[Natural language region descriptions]
▼

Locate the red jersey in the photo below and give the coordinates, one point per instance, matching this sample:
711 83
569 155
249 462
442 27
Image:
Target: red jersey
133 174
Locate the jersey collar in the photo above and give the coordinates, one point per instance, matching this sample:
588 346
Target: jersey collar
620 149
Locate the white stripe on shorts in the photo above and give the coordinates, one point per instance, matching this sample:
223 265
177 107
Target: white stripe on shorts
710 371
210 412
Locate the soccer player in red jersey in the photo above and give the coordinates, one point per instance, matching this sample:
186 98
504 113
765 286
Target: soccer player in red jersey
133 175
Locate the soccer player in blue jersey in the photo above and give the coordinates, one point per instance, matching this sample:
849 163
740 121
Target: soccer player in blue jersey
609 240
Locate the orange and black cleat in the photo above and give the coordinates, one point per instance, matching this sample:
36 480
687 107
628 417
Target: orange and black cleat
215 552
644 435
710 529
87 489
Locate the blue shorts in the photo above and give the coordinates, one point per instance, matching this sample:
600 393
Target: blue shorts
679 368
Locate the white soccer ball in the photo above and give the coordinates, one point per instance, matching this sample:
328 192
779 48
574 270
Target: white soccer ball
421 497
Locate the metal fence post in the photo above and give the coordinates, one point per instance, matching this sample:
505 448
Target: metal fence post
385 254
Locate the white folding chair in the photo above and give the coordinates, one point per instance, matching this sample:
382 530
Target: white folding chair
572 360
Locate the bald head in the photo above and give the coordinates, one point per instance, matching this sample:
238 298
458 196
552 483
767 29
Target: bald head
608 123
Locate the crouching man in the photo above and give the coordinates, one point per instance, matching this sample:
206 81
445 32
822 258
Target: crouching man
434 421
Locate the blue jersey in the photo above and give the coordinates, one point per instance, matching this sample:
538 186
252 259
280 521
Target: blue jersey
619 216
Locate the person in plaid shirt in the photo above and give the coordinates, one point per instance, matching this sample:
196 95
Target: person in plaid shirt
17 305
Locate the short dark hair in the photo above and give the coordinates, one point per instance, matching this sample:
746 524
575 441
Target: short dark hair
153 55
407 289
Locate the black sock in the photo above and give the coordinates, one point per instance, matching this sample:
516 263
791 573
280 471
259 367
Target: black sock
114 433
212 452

▲

WHAT YOU SHOULD DO:
The answer must be the line containing "Locate the person" and every line after it to the end of the data, exactly as written.

RESPONSE FOR THIS EXERCISE:
Locate the person in plaid shirt in the photo above and give the coordinates, one point per instance, matching this sample:
196 95
Target: person in plaid shirt
17 305
Locate the short dark hair in the photo above and give the coordinates, one point per instance, matching this sample:
746 524
575 441
Target: short dark hair
153 55
407 289
Locate the black sock in the photo above and give the coordinates, one point per instance, matching this sample:
516 263
791 573
280 471
259 367
Target: black sock
114 433
212 452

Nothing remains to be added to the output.